→ Exercise details
Reproduce all the lines below exactly and omit the images.

→ Extracted information
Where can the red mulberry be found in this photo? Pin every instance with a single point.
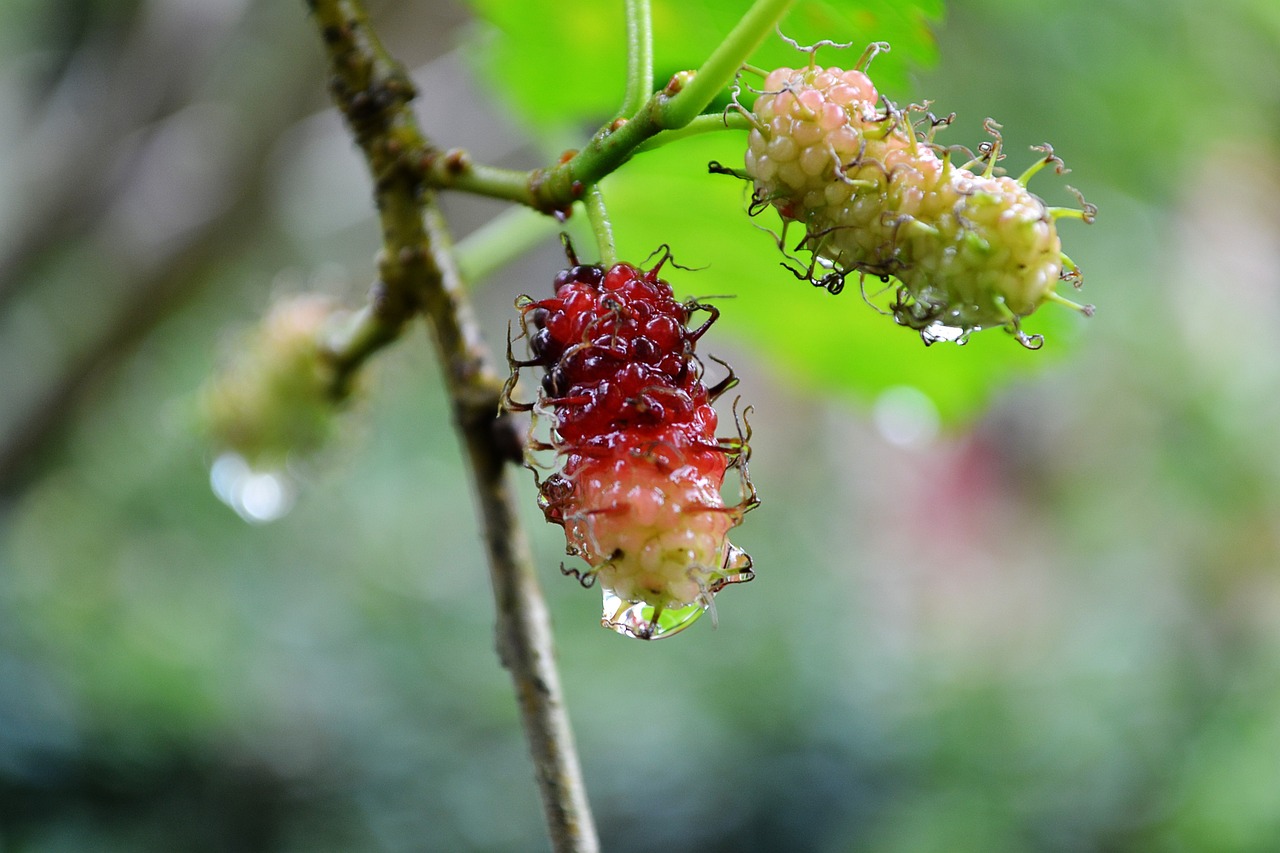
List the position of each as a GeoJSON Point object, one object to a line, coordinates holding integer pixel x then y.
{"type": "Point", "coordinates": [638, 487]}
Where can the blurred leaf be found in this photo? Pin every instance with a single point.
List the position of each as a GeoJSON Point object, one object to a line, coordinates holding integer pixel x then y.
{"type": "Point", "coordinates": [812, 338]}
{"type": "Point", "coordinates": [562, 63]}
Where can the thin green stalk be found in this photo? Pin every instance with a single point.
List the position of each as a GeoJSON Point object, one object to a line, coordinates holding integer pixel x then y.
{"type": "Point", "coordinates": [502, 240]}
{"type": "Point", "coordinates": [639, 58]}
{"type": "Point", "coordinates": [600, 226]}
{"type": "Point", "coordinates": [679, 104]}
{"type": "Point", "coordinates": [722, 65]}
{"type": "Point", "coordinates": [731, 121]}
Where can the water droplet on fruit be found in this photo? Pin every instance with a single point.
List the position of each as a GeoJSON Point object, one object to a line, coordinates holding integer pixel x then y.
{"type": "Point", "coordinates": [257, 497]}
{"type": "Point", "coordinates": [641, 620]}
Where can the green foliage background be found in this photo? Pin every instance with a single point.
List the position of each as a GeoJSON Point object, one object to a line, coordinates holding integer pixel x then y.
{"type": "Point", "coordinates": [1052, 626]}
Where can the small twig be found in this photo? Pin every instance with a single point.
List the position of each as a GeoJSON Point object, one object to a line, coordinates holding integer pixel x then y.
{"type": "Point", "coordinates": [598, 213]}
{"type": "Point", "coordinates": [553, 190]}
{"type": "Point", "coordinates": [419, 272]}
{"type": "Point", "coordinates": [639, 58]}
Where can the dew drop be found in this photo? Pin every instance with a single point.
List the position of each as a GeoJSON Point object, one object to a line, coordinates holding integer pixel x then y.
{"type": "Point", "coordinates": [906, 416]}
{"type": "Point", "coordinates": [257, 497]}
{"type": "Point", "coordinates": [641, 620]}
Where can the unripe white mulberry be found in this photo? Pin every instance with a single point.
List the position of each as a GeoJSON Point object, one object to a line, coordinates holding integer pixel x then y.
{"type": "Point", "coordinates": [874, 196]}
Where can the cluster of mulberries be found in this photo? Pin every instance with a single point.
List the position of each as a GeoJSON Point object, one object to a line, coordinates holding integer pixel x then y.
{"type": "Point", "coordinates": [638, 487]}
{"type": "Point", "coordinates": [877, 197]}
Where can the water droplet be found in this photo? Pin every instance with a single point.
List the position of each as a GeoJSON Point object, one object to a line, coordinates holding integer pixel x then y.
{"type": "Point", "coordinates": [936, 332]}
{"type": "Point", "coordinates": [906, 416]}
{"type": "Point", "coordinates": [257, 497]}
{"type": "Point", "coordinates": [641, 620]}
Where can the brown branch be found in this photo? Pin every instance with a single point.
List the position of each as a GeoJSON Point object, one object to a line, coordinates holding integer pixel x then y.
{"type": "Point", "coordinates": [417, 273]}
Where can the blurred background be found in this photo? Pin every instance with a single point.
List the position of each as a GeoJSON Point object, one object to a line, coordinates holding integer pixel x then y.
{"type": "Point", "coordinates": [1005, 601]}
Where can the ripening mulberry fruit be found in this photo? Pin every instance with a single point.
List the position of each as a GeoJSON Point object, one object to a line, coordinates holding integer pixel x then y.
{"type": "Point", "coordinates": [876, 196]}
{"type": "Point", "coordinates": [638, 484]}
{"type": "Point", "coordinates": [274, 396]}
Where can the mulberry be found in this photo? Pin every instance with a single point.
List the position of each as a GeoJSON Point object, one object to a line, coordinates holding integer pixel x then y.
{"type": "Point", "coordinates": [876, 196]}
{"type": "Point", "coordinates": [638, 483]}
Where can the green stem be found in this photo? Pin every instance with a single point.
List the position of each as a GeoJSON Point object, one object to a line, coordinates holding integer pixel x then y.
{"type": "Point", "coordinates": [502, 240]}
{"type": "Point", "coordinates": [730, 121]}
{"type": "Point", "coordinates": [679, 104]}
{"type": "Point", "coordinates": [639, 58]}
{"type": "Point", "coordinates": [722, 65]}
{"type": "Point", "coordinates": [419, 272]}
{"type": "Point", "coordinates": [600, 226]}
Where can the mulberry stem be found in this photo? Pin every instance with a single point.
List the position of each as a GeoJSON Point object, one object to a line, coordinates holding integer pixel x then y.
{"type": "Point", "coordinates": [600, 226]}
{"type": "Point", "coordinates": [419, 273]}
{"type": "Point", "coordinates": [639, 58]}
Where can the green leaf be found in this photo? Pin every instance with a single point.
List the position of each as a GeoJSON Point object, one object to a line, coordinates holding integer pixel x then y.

→ Task response
Where can the red mulberry be found in this photo? Pin every instance with a single point.
List the position of each as a GeoJSON Point object, one object to a line, coordinates holding integer pixel x then y.
{"type": "Point", "coordinates": [638, 487]}
Where can the blurred leaf be found in this photo? Pin every instance with a single point.
List the position of each as a GeoJSON Point object, one object to a line, coordinates holding integer pixel x then y.
{"type": "Point", "coordinates": [812, 338]}
{"type": "Point", "coordinates": [562, 63]}
Where can the thin green stalk be found in this photo? Pin every instance with a single point.
List the position of each as a GeoJSON Point object, one object to a line, coordinates holding integer pixel x then y.
{"type": "Point", "coordinates": [502, 240]}
{"type": "Point", "coordinates": [639, 58]}
{"type": "Point", "coordinates": [600, 226]}
{"type": "Point", "coordinates": [679, 104]}
{"type": "Point", "coordinates": [722, 65]}
{"type": "Point", "coordinates": [731, 121]}
Where can the water droplet on fruit be found in this photo? Pin every instance with a single point.
List the position of each as a GeoJSON Point object, one object to a line, coordinates holding integer pixel x then y.
{"type": "Point", "coordinates": [257, 497]}
{"type": "Point", "coordinates": [641, 620]}
Where can the green foliage background be found in this photo? Pin every instance with a single point.
List the position of each as a GeoJSON Point object, one object to a line, coordinates holding integer pixel x then y.
{"type": "Point", "coordinates": [1052, 626]}
Where can the small twig be found in this photo? Pin every instance with a single point.
List the position of each as a GeoJSON Point object, one object to a line, coordinates holding integer pixel x then y.
{"type": "Point", "coordinates": [598, 213]}
{"type": "Point", "coordinates": [553, 190]}
{"type": "Point", "coordinates": [419, 272]}
{"type": "Point", "coordinates": [639, 58]}
Where can the dew drop be found in this photo? Pin every instance with a single point.
List the position of each as a GeoJSON Point object, one object to a line, coordinates holding integer pixel x then y.
{"type": "Point", "coordinates": [906, 416]}
{"type": "Point", "coordinates": [257, 497]}
{"type": "Point", "coordinates": [641, 620]}
Where can the unripe white mulberry be found in this photo? Pin every instance with a single point.
List the position of each as a GeoJSON Point object, one object to a line, coordinates holding integer pixel x then y.
{"type": "Point", "coordinates": [874, 196]}
Where can the cluster of mulberries be found in this photo? Pin every instance with a single point.
List the position of each as a GeoJSON Point object, one object to a line, coordinates holding integer pixel x then y.
{"type": "Point", "coordinates": [638, 487]}
{"type": "Point", "coordinates": [877, 197]}
Where can the water droplet be found in this photo? Pin every instance with a single point.
List the position of each as a GeoJSON Point object, one object to a line, coordinates holding integer pixel x then y.
{"type": "Point", "coordinates": [936, 332]}
{"type": "Point", "coordinates": [906, 416]}
{"type": "Point", "coordinates": [257, 497]}
{"type": "Point", "coordinates": [641, 620]}
Where can the brown branch be found in this photo? Pin every instance with a single point.
List the position of each as a GeoJSON Point object, one object to a line, coordinates holding integer pixel x then y.
{"type": "Point", "coordinates": [417, 273]}
Where can the blurred background be found in this photo? Pin every instance with a single point.
List the position of each as a GeoJSON Point object, one object to a line, coordinates holding integer pixel x then y.
{"type": "Point", "coordinates": [1005, 601]}
Where can the ripening mulberry fruit be found in this photo? Pin every instance with a single point.
List the position of each as a GeoJSON Point object, one object to a line, coordinates holding integer pixel x then y.
{"type": "Point", "coordinates": [876, 196]}
{"type": "Point", "coordinates": [638, 484]}
{"type": "Point", "coordinates": [274, 396]}
Where can the mulberry be found in this photo? Pin every instance with a single point.
List the position of each as a GeoJSON Point object, one object to a line, coordinates holding integer pixel x then y.
{"type": "Point", "coordinates": [876, 196]}
{"type": "Point", "coordinates": [638, 483]}
Where can the green stem be found in this photo? Pin every instance with a single point.
List the position of each as a GeoJSON Point object, one object to a line, coordinates holding integer pixel x then y.
{"type": "Point", "coordinates": [502, 240]}
{"type": "Point", "coordinates": [730, 121]}
{"type": "Point", "coordinates": [679, 104]}
{"type": "Point", "coordinates": [639, 58]}
{"type": "Point", "coordinates": [722, 65]}
{"type": "Point", "coordinates": [419, 272]}
{"type": "Point", "coordinates": [600, 226]}
Where can the mulberry stem be found in this photo? Pin every instance with a single point.
List the position of each as a GeoJSON Point object, one object to a line, coordinates holding integer pixel x then y.
{"type": "Point", "coordinates": [600, 226]}
{"type": "Point", "coordinates": [419, 273]}
{"type": "Point", "coordinates": [639, 58]}
Where can the green leaf be found in this photo? Pin every instance with a single point.
List the position of each as a GeoJSON Point object, one object to a line, coordinates holding integer pixel x then y.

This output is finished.